- _YOUR TASKS_
**a.** List every username in the pen-name forum thread, counting both post headers and quote attributions.
**b.** Continue the pen-name forum thread from where it stops.

- _SELECTED PASSAGE_
<<<<
Thank you for your responses. I'm not afraid of people knowing who I am, but my goal is to keep my two writing careers apart. I don't write porn and my mother has read my stuff. But I have a fairly good presence, particularly online with my "real" identity. I like the caricature idea. Or maybe I just use a book cover where ever possible.

Thanks again.


----------



## KMatthew (Mar 21, 2012)

ruecole said:


> How about a pet or other animal? Gus here in my profile pic is my online mascot. Okay, he's my real life mascot, too. Yes, I love my bunny.
> 
> Rue


I am a house bunny owner as well. Don't they make lovely pets?

In regards to the question, I'm glad it was asked. I have been wondering this as well, considering that I just starting writing under a pen name. I've noticed that quite a few authors tend to use stock photos.


----------



## TexasGirl (Dec 21, 2011)

It really does make a difference if it's a secret pseudonym or one that is just convenient to separate out lines.
>>>>
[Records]
<<<<
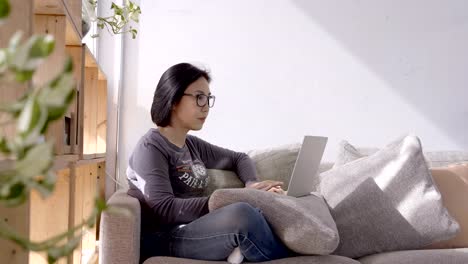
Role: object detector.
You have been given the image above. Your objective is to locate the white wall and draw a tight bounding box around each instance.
[107,0,468,188]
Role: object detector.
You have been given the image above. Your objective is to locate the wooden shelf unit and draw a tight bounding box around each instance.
[0,0,107,264]
[80,45,107,159]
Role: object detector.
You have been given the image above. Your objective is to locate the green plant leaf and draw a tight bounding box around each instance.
[15,71,34,82]
[0,0,11,21]
[0,137,11,154]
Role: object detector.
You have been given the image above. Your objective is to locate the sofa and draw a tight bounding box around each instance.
[99,141,468,264]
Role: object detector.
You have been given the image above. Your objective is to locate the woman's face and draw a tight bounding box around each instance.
[171,77,211,130]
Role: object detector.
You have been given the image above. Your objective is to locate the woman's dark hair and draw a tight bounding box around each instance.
[151,63,211,127]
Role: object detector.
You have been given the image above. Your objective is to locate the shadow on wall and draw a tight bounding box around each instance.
[293,0,468,149]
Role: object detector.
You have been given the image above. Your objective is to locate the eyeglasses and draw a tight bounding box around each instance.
[184,93,216,108]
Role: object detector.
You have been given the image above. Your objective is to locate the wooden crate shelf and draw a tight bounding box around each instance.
[80,46,107,159]
[0,0,107,264]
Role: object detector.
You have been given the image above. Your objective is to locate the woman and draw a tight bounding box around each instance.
[127,63,290,263]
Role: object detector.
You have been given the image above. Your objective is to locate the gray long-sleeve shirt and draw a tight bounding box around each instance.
[127,128,257,233]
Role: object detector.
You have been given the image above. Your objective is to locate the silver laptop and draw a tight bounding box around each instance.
[287,136,328,197]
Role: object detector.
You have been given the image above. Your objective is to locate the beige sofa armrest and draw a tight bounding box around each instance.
[99,190,141,264]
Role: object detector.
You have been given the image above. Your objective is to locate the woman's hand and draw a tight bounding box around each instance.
[268,187,286,194]
[245,180,284,192]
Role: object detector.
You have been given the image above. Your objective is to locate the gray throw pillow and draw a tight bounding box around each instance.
[320,136,460,258]
[208,188,339,255]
>>>>
- _ANSWERS BY TASK_
**a.** KMatthew, ruecole, TexasGirl

**b.**
I'm launching a line of romantic shorts next year, and for that series I'm changing my name slightly to keep the long novel series separate from the shorts. For that line I'm using this image, still me, but highly stylized and retro:










I'm not easily recognizable and the pink flower will be used for branding (I stole it from my 10-year-old). I'm lucky that I am already a pro photographer, but it's pretty easy to stylize a photo with filters.


----------



## dgtimothy (Jul 21, 2012)

I'm using a sketch of myself as a cover photo.  Go to "Fiverr" - there are people there that can sketch you for $5 (and do a really good job of it).


----------



## Alan Ryker (Feb 18, 2011)

I've got a picture of myself taken from behind, walking towards the Coney Island rides. Maybe one day I'll use it for another pseudonym.

But as said before, if you're not worried about being found out, it probably doesn't matter.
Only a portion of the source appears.